# INSTRUCTIONS FOR THE TASK:
Exactly as written, transcribe the lines that run from the one containing "For each instance of the spruce" to the end of the records below.
┄┄┄┄┄┄┄┄┄┄
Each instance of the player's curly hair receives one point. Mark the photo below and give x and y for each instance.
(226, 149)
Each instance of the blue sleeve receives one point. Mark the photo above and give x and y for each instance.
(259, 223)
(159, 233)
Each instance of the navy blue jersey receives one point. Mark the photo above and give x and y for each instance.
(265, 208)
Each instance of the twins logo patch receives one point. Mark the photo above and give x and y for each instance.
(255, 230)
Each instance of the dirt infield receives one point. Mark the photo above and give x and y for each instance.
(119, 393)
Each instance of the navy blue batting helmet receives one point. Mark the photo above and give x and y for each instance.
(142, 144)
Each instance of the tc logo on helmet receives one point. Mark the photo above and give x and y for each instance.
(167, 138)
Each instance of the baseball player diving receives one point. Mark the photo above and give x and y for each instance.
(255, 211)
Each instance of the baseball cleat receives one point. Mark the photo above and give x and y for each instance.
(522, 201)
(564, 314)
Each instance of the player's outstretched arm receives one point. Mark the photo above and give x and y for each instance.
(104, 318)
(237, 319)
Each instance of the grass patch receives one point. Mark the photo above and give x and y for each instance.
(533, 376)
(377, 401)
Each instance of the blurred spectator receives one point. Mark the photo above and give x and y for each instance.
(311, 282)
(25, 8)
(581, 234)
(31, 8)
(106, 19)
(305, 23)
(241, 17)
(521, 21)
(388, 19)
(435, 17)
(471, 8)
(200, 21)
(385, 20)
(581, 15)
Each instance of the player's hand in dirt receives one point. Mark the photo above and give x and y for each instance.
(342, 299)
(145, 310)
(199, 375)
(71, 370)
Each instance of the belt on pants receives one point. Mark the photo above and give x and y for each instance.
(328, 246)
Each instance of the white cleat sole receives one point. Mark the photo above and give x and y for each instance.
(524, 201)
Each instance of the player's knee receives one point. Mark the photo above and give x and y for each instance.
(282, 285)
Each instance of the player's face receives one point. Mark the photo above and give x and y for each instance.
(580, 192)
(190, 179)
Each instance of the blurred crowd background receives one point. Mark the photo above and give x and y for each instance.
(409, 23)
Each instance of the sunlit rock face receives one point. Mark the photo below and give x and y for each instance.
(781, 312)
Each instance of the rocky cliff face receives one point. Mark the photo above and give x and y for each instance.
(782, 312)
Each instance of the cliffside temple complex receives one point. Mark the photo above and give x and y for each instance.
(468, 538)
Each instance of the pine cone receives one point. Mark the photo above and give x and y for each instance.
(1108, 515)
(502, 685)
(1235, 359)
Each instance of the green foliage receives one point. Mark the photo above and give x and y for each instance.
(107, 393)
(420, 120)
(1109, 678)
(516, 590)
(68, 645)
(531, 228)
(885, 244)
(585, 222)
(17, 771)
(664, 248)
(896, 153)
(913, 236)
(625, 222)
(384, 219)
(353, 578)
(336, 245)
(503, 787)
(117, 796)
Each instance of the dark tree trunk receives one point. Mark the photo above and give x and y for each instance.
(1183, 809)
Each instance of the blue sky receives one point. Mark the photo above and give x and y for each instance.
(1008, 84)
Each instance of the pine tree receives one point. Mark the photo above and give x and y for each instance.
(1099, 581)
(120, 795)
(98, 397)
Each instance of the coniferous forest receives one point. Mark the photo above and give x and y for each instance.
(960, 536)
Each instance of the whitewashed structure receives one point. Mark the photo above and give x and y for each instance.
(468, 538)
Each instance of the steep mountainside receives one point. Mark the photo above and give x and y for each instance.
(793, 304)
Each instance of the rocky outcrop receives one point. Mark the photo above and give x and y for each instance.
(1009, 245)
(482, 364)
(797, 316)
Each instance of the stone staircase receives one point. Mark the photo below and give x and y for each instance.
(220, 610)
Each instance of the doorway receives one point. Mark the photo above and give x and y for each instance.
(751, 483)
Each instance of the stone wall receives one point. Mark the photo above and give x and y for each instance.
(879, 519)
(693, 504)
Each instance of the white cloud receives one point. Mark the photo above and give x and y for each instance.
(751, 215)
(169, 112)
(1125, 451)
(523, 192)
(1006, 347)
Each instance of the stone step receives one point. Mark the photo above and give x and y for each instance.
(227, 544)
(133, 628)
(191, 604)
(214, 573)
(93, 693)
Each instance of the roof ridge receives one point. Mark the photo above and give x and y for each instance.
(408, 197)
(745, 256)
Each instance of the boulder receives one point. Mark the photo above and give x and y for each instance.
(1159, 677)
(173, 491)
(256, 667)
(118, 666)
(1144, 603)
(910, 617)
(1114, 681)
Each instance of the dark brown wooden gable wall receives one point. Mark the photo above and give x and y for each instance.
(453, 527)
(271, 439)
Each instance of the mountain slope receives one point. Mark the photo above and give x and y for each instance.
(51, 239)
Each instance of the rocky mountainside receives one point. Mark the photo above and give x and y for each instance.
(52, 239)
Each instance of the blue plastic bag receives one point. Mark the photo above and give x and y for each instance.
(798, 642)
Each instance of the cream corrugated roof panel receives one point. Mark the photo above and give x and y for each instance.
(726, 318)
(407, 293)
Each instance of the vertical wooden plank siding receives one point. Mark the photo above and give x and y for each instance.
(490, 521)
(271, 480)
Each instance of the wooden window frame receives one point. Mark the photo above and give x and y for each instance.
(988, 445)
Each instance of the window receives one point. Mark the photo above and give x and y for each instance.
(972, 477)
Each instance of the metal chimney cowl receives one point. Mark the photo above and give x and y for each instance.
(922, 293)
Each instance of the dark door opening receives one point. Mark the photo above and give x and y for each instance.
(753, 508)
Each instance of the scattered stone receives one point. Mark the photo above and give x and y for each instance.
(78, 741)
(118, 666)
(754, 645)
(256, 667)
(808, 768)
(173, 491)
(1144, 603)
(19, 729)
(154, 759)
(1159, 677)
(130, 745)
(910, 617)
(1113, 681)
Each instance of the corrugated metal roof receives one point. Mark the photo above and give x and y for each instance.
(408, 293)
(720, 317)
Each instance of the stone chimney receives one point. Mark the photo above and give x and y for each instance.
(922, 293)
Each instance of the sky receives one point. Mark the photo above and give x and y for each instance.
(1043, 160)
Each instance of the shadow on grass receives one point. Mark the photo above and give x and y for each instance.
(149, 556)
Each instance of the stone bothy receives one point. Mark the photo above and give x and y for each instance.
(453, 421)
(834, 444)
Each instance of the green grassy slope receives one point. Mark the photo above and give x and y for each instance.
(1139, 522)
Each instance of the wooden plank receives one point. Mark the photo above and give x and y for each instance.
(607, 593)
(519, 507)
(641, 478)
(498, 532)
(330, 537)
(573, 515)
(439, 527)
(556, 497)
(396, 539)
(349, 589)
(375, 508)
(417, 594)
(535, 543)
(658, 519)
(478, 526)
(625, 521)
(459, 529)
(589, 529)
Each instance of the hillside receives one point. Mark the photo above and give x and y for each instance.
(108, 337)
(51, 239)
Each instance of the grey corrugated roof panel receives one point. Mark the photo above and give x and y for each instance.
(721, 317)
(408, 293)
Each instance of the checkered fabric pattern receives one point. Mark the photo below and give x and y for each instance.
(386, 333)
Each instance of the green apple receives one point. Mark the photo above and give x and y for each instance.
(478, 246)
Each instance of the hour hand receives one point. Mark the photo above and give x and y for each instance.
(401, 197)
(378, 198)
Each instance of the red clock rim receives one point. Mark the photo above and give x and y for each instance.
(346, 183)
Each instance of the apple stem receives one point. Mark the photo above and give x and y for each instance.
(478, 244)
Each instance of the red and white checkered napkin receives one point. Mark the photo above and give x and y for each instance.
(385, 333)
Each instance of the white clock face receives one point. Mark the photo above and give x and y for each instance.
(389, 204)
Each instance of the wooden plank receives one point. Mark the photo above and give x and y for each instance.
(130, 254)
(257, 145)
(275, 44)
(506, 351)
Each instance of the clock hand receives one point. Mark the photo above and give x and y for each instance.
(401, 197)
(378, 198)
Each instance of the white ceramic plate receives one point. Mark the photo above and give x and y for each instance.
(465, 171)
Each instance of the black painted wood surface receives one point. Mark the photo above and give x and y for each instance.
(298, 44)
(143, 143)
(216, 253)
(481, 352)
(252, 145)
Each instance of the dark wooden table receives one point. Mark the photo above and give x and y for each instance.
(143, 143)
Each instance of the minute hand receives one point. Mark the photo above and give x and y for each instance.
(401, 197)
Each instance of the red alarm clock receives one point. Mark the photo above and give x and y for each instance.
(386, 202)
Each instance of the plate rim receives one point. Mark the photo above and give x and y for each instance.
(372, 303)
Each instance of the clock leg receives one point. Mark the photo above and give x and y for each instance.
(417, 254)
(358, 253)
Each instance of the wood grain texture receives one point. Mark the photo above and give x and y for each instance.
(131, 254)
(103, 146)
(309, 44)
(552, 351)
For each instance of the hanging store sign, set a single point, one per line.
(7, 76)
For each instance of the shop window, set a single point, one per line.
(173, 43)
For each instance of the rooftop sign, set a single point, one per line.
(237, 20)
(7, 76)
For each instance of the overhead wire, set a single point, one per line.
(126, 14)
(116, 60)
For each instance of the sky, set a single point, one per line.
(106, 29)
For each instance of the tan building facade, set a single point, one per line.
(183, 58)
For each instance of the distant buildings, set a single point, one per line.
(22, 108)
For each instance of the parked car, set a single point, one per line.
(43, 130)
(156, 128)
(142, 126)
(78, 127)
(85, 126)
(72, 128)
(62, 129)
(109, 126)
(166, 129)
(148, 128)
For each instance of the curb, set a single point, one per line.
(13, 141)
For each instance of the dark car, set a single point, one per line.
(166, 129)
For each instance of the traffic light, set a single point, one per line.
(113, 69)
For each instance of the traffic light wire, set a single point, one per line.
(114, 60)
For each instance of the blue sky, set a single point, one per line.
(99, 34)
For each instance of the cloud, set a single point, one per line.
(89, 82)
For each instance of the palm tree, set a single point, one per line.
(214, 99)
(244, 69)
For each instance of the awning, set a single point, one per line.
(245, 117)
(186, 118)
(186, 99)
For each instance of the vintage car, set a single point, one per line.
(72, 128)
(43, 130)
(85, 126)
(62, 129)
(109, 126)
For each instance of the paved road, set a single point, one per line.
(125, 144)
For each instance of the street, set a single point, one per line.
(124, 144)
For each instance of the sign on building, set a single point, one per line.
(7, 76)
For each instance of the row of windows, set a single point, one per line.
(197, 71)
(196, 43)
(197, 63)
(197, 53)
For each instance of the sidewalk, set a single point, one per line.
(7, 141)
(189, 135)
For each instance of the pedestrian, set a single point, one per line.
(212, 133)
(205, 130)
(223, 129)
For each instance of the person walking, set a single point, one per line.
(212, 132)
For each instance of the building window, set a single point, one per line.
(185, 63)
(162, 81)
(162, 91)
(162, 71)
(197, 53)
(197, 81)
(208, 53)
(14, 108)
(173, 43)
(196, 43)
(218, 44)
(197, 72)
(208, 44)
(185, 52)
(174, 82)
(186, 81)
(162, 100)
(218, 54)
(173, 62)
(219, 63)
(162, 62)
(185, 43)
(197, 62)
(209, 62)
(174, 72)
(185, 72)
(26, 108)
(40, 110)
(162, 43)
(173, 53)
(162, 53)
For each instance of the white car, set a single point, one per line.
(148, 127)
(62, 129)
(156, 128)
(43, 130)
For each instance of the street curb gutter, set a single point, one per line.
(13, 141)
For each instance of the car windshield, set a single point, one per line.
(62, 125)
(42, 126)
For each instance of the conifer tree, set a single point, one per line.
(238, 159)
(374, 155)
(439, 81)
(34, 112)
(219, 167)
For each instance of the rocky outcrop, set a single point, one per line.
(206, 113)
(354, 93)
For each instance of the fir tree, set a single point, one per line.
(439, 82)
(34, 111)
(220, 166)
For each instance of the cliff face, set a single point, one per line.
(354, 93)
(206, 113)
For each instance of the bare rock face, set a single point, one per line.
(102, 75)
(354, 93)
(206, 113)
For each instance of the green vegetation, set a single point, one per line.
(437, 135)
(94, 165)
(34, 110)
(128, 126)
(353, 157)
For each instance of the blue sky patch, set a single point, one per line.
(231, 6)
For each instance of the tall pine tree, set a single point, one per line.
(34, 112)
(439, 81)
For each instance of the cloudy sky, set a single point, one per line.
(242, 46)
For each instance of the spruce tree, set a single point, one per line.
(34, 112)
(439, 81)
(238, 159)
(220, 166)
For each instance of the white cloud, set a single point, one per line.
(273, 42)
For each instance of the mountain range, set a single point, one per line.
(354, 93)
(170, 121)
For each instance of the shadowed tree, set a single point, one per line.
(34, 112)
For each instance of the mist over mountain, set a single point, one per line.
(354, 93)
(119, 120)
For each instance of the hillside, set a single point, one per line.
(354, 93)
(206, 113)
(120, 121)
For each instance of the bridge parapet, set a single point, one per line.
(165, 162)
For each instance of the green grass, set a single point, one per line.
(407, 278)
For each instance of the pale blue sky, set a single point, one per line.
┄┄┄┄┄┄┄┄┄┄
# ANSWER AREA:
For each instance of the spruce tree, set a single point, one per line.
(34, 112)
(439, 81)
(238, 159)
(220, 166)
For each instance of the white cloud, set a single point, one per line.
(273, 42)
For each instance of the mountain range, set a single point, one per line.
(354, 93)
(170, 121)
For each instance of the shadowed tree, set a single point, one per line.
(34, 112)
For each instance of the mist over mountain, set a single point, one per line.
(354, 93)
(119, 120)
For each instance of the hillside, set a single point, one per line.
(354, 93)
(206, 113)
(120, 121)
For each instance of the bridge parapet, set a single point, one per line.
(165, 162)
For each instance of the green grass, set a single point, one per line.
(407, 278)
For each instance of the pale blue sky, set a single point, one per line.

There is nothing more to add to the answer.